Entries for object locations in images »
------------------------------------------------------------------------

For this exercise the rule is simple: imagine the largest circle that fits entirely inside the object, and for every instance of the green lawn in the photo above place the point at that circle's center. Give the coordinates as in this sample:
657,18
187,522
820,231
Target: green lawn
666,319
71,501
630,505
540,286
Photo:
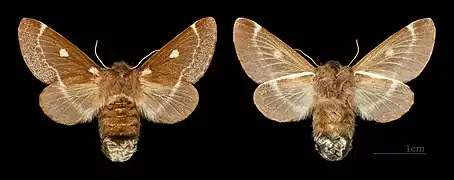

------------------------------------------------------------------------

What is needed »
Please return the lines above word for word, leaving the pictures out.

Complete response »
For this exercise the rule is simple: imagine the largest circle that fits entirely inside the object, and for every instance of the green lawn in the photo above place the point at that circle's center. Give the coordinates as in this sample:
657,18
187,522
820,231
Target: green lawn
666,319
71,501
630,505
540,286
Photo:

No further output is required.